Exercise requirements: Leaving out any pictures, print the entries that follow exactly as they stand.

++++++++

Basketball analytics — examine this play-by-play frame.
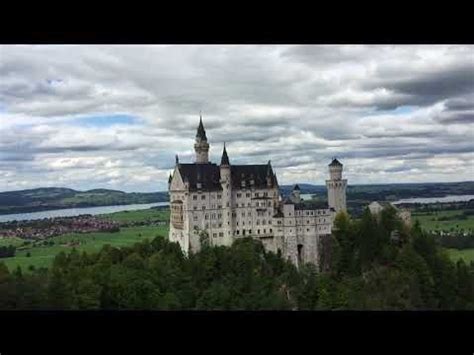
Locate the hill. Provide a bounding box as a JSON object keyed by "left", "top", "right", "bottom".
{"left": 1, "top": 181, "right": 473, "bottom": 216}
{"left": 0, "top": 188, "right": 169, "bottom": 215}
{"left": 280, "top": 181, "right": 474, "bottom": 200}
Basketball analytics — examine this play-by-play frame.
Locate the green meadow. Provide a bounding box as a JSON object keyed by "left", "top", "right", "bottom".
{"left": 446, "top": 248, "right": 474, "bottom": 264}
{"left": 412, "top": 209, "right": 474, "bottom": 232}
{"left": 1, "top": 209, "right": 170, "bottom": 272}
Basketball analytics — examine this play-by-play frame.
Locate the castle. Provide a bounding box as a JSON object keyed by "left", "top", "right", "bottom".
{"left": 168, "top": 116, "right": 347, "bottom": 268}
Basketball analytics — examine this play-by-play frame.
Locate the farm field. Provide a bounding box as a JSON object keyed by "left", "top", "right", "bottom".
{"left": 412, "top": 209, "right": 474, "bottom": 232}
{"left": 1, "top": 208, "right": 170, "bottom": 272}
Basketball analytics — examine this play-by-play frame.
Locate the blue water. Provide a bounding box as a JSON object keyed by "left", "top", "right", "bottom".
{"left": 392, "top": 194, "right": 474, "bottom": 205}
{"left": 0, "top": 202, "right": 169, "bottom": 223}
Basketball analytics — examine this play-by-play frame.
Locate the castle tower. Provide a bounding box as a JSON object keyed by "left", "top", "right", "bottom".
{"left": 326, "top": 158, "right": 347, "bottom": 213}
{"left": 219, "top": 142, "right": 233, "bottom": 244}
{"left": 194, "top": 114, "right": 210, "bottom": 164}
{"left": 289, "top": 184, "right": 301, "bottom": 203}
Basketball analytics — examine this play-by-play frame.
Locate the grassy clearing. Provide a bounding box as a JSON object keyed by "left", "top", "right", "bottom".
{"left": 445, "top": 248, "right": 474, "bottom": 264}
{"left": 1, "top": 208, "right": 170, "bottom": 272}
{"left": 412, "top": 209, "right": 474, "bottom": 232}
{"left": 0, "top": 236, "right": 25, "bottom": 248}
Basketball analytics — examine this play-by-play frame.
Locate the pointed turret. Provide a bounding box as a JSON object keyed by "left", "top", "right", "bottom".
{"left": 175, "top": 154, "right": 179, "bottom": 165}
{"left": 196, "top": 114, "right": 207, "bottom": 140}
{"left": 221, "top": 142, "right": 230, "bottom": 166}
{"left": 194, "top": 114, "right": 210, "bottom": 164}
{"left": 329, "top": 157, "right": 342, "bottom": 167}
{"left": 266, "top": 160, "right": 272, "bottom": 176}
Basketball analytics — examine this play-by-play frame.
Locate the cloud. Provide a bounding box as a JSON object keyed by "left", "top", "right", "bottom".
{"left": 0, "top": 45, "right": 473, "bottom": 192}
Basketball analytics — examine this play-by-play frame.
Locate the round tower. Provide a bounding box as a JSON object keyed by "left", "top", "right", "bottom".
{"left": 219, "top": 142, "right": 232, "bottom": 244}
{"left": 326, "top": 158, "right": 347, "bottom": 213}
{"left": 194, "top": 114, "right": 210, "bottom": 164}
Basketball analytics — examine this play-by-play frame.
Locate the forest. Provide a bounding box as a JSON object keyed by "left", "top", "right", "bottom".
{"left": 0, "top": 206, "right": 472, "bottom": 310}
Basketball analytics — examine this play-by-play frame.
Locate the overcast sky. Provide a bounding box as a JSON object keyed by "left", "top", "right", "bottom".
{"left": 0, "top": 45, "right": 473, "bottom": 192}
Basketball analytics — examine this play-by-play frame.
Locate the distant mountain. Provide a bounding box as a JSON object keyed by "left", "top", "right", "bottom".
{"left": 280, "top": 181, "right": 474, "bottom": 200}
{"left": 1, "top": 181, "right": 473, "bottom": 215}
{"left": 0, "top": 188, "right": 169, "bottom": 215}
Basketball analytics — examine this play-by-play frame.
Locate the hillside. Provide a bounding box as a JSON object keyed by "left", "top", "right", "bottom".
{"left": 280, "top": 181, "right": 474, "bottom": 200}
{"left": 1, "top": 181, "right": 473, "bottom": 216}
{"left": 0, "top": 188, "right": 169, "bottom": 215}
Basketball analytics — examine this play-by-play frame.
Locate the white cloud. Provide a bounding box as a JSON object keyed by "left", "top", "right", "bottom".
{"left": 0, "top": 45, "right": 473, "bottom": 192}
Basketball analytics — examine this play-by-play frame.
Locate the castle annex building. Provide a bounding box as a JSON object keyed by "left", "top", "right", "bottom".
{"left": 168, "top": 116, "right": 347, "bottom": 268}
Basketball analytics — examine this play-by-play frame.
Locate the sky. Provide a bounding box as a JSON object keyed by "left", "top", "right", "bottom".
{"left": 0, "top": 45, "right": 473, "bottom": 193}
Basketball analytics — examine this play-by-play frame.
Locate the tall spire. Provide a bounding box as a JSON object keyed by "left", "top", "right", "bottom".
{"left": 221, "top": 142, "right": 230, "bottom": 165}
{"left": 266, "top": 160, "right": 272, "bottom": 176}
{"left": 175, "top": 154, "right": 179, "bottom": 165}
{"left": 196, "top": 113, "right": 207, "bottom": 140}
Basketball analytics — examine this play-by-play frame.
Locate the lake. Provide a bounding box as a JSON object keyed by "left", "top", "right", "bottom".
{"left": 0, "top": 202, "right": 170, "bottom": 223}
{"left": 392, "top": 194, "right": 474, "bottom": 205}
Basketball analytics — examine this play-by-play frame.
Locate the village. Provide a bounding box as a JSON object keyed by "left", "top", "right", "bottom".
{"left": 0, "top": 215, "right": 120, "bottom": 240}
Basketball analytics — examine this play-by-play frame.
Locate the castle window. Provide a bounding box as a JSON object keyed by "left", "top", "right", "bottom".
{"left": 227, "top": 202, "right": 230, "bottom": 207}
{"left": 219, "top": 223, "right": 222, "bottom": 227}
{"left": 236, "top": 230, "right": 239, "bottom": 235}
{"left": 193, "top": 206, "right": 197, "bottom": 210}
{"left": 213, "top": 233, "right": 217, "bottom": 238}
{"left": 201, "top": 195, "right": 206, "bottom": 200}
{"left": 193, "top": 215, "right": 198, "bottom": 221}
{"left": 307, "top": 228, "right": 309, "bottom": 232}
{"left": 219, "top": 232, "right": 223, "bottom": 237}
{"left": 246, "top": 193, "right": 251, "bottom": 198}
{"left": 258, "top": 229, "right": 260, "bottom": 234}
{"left": 254, "top": 192, "right": 259, "bottom": 197}
{"left": 205, "top": 223, "right": 209, "bottom": 229}
{"left": 264, "top": 192, "right": 268, "bottom": 197}
{"left": 249, "top": 229, "right": 252, "bottom": 234}
{"left": 205, "top": 214, "right": 209, "bottom": 220}
{"left": 217, "top": 194, "right": 221, "bottom": 199}
{"left": 263, "top": 229, "right": 266, "bottom": 234}
{"left": 237, "top": 193, "right": 242, "bottom": 198}
{"left": 262, "top": 220, "right": 266, "bottom": 225}
{"left": 193, "top": 195, "right": 197, "bottom": 200}
{"left": 243, "top": 230, "right": 246, "bottom": 235}
{"left": 270, "top": 229, "right": 272, "bottom": 233}
{"left": 202, "top": 206, "right": 206, "bottom": 210}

++++++++

Your response:
Basketball analytics — examine this play-by-play frame.
Locate the hill. Provide a bounding box as a JSON object keyed by "left", "top", "right", "bottom".
{"left": 1, "top": 181, "right": 473, "bottom": 216}
{"left": 0, "top": 188, "right": 169, "bottom": 215}
{"left": 280, "top": 181, "right": 474, "bottom": 200}
Basketball analytics — examine this play-by-play frame.
Locate the green meadow. Provide a bounding box as a JSON object keyed by "left", "top", "right", "bottom".
{"left": 446, "top": 248, "right": 474, "bottom": 264}
{"left": 412, "top": 209, "right": 474, "bottom": 232}
{"left": 1, "top": 209, "right": 170, "bottom": 272}
Basketball analytics — examine this play-by-play frame.
Locate the castle. Provide a bounding box as a JSON object keyed by "left", "top", "right", "bottom".
{"left": 168, "top": 116, "right": 347, "bottom": 268}
Basketball analytics — examine this play-by-play frame.
Locate the farm field. Provide a bounding box as a JSON object keyed by "left", "top", "right", "bottom".
{"left": 412, "top": 209, "right": 474, "bottom": 232}
{"left": 1, "top": 208, "right": 170, "bottom": 272}
Basketball analytics — examine this play-by-play frame.
Locate the blue water. Provide a bounding box as a JSON object keyed by "left", "top", "right", "bottom".
{"left": 392, "top": 194, "right": 474, "bottom": 205}
{"left": 0, "top": 202, "right": 169, "bottom": 223}
Basketball analytics — examine this play-by-play frame.
Locate the castle tower. Provide a bounding box as a JSON object keyed by "left", "top", "right", "bottom".
{"left": 326, "top": 158, "right": 347, "bottom": 213}
{"left": 219, "top": 142, "right": 233, "bottom": 244}
{"left": 194, "top": 114, "right": 210, "bottom": 164}
{"left": 289, "top": 184, "right": 301, "bottom": 203}
Basketball analytics — examine this play-by-play frame.
Locate the grassy clearing. Provide a bounding box as a JSON object keyed by "left", "top", "right", "bottom".
{"left": 445, "top": 248, "right": 474, "bottom": 264}
{"left": 1, "top": 208, "right": 170, "bottom": 272}
{"left": 412, "top": 209, "right": 474, "bottom": 232}
{"left": 0, "top": 236, "right": 25, "bottom": 248}
Basketball analytics — examine this play-by-play frame.
Locate the pointed turret. Provide a bounding box as a JSON object keyed by "left", "top", "right", "bottom".
{"left": 175, "top": 154, "right": 179, "bottom": 165}
{"left": 196, "top": 114, "right": 207, "bottom": 140}
{"left": 221, "top": 142, "right": 230, "bottom": 166}
{"left": 194, "top": 114, "right": 210, "bottom": 164}
{"left": 329, "top": 157, "right": 342, "bottom": 167}
{"left": 266, "top": 160, "right": 272, "bottom": 176}
Basketball analytics — examine this play-by-play frame.
Locate the cloud. Provide a bounding box as a JSON object keyed by "left", "top", "right", "bottom".
{"left": 0, "top": 45, "right": 473, "bottom": 192}
Basketball analytics — examine this play-by-play frame.
Locate the round tower. Provide a bounding box as a JSON object keyed by "left", "top", "right", "bottom".
{"left": 219, "top": 142, "right": 232, "bottom": 244}
{"left": 326, "top": 158, "right": 347, "bottom": 213}
{"left": 194, "top": 114, "right": 210, "bottom": 164}
Basketball analytics — examine this play-by-play frame.
Locate the forest. Provide a bounding box as a JSON object keyed by "left", "top", "right", "bottom".
{"left": 0, "top": 206, "right": 472, "bottom": 310}
Basketball analytics — examine this play-by-play frame.
Locate the overcast sky. Provide a bounding box as a JSON object keyed by "left", "top", "right", "bottom".
{"left": 0, "top": 45, "right": 473, "bottom": 192}
Basketball analytics — examine this play-by-play frame.
Locate the distant mountain. Provide a bounding box as a JSON object keyed by "left", "top", "right", "bottom".
{"left": 280, "top": 181, "right": 474, "bottom": 200}
{"left": 1, "top": 181, "right": 473, "bottom": 215}
{"left": 0, "top": 188, "right": 169, "bottom": 215}
Basketball analytics — examine this play-by-play frame.
Locate the hillside. Provide a bounding box as a JSON object keyed by "left", "top", "right", "bottom".
{"left": 280, "top": 181, "right": 474, "bottom": 200}
{"left": 1, "top": 181, "right": 473, "bottom": 216}
{"left": 0, "top": 188, "right": 169, "bottom": 215}
Basketball analytics — examine this play-by-play frame.
Locate the white cloud. Provide a bounding box as a JSON object keyed by "left", "top", "right", "bottom".
{"left": 0, "top": 45, "right": 473, "bottom": 192}
Basketball analytics — examine this play-by-play frame.
Locate the castle annex building. Provide a bounding box as a JSON object keyed by "left", "top", "right", "bottom".
{"left": 168, "top": 116, "right": 347, "bottom": 268}
Basketball analytics — examine this play-by-play frame.
Locate the sky. Provide a bounding box as a JSON object keyed by "left", "top", "right", "bottom".
{"left": 0, "top": 45, "right": 473, "bottom": 193}
Basketball analytics — examine this play-by-play frame.
Locate the tall spire. Provide a bounding box as a JSON object keyed by "left", "top", "right", "bottom".
{"left": 221, "top": 142, "right": 230, "bottom": 165}
{"left": 266, "top": 160, "right": 272, "bottom": 176}
{"left": 175, "top": 154, "right": 179, "bottom": 165}
{"left": 196, "top": 113, "right": 207, "bottom": 140}
Basketball analytics — examine this play-by-play frame.
Locate the lake. Provide a bounding box as a JSON object keyed by "left", "top", "right", "bottom".
{"left": 0, "top": 202, "right": 170, "bottom": 223}
{"left": 392, "top": 194, "right": 474, "bottom": 205}
Basketball analytics — examine this play-by-play frame.
Locate the village. Provide a bounding box as a JSON object keyed by "left", "top", "right", "bottom".
{"left": 0, "top": 215, "right": 120, "bottom": 240}
Basketball analytics — examine this play-by-play frame.
Locate the castle window. Provide a bounding box as a JSON object keyed by "left", "top", "right", "bottom".
{"left": 227, "top": 202, "right": 230, "bottom": 207}
{"left": 219, "top": 223, "right": 222, "bottom": 227}
{"left": 236, "top": 230, "right": 239, "bottom": 235}
{"left": 193, "top": 206, "right": 197, "bottom": 210}
{"left": 213, "top": 233, "right": 217, "bottom": 238}
{"left": 201, "top": 195, "right": 206, "bottom": 200}
{"left": 193, "top": 215, "right": 198, "bottom": 221}
{"left": 307, "top": 228, "right": 309, "bottom": 232}
{"left": 219, "top": 232, "right": 223, "bottom": 237}
{"left": 246, "top": 193, "right": 251, "bottom": 198}
{"left": 258, "top": 229, "right": 260, "bottom": 234}
{"left": 254, "top": 192, "right": 259, "bottom": 197}
{"left": 205, "top": 223, "right": 209, "bottom": 229}
{"left": 264, "top": 192, "right": 268, "bottom": 197}
{"left": 249, "top": 229, "right": 252, "bottom": 234}
{"left": 205, "top": 214, "right": 209, "bottom": 220}
{"left": 217, "top": 194, "right": 221, "bottom": 199}
{"left": 263, "top": 229, "right": 266, "bottom": 234}
{"left": 237, "top": 193, "right": 242, "bottom": 198}
{"left": 262, "top": 220, "right": 266, "bottom": 225}
{"left": 193, "top": 195, "right": 197, "bottom": 200}
{"left": 243, "top": 230, "right": 246, "bottom": 235}
{"left": 270, "top": 229, "right": 272, "bottom": 233}
{"left": 202, "top": 206, "right": 206, "bottom": 210}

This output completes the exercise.